**Passage fourni:**

—————

Graham Stevens
Desert Cloud, 1974
De l’air comme matière à créer
L'artiste anglais Graham Stevens (né en 1944) fait de l’air son médium artistique et de la symbiose entre art et science un élément indispensable pour formuler une utopie environnementale.
Formé à l’université de Sheffield, il étudie l’architecture, l’art et la science de l’environnement en climatologie. L’artiste est également marqué par des cours de psychologie de la perception et plus particulièrement de la relation humaine avec les forces physiques de la nature. Très rapidement, il commence à réaliser des essais avec de petits ballons de couleurs remplis d’air, d’eau et de sable, expériences tactiles non sans connotations humoristiques et sexuelles.

—————

**Données collectées:**
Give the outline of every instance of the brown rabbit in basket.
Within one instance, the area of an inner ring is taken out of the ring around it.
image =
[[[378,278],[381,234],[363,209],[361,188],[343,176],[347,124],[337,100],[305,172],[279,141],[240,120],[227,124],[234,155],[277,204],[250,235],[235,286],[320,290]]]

—————

**Tâche courte 1:**
Énumérez les matières dont sont remplis les petits ballons de couleurs selon le texte sur Graham Stevens.
**Tâche courte 2:**
Donnez la suite du texte sur Graham Stevens, à partir de sa dernière phrase.

**Réponse attendue 1:**
L’air, l’eau et le sable.

**Réponse attendue 2:**
Spacefields et Atmosfields, euphoriques et libérateurs
Grâce à une machine à souder le plastique et à la collaboration de quelques amis ingénieurs et physiciens, Graham Stevens parvient à fabriquer des objets à plus grande échelle, les Spacefields. Dans ces grands volumes d’air pulsé dans lesquels on peut s’assoir, sauter ou s’allonger, il associe son, odorat, goût, texte et lumière à l’expérience tactile et kinesthésique des corps.
Après son diplôme, il s’installe à Londres dans le quartier St Katharine et teste ses installations dans le bassin des docks alors en pleine réhabilitation. Ses interventions dans l’espace public sont spectaculaires tant par l’esthétique que par leur approche sensorielle. Invité en 1967 à Amsterdam à participer à une performance dans l’espace public, ses architectures gonflables provoquent chez les visiteurs une expérience euphorique et libératrice.
Après avoir exploré la structure gonflable et habitable, sur terre et sur l’eau, Graham Stevens développe à la fin des années 1960 de nouvelles expérimentations dans lesquelles la structure gonflable et transparente capte les rayons et transforme l'énergie naturelle en architecture mobile et autonome.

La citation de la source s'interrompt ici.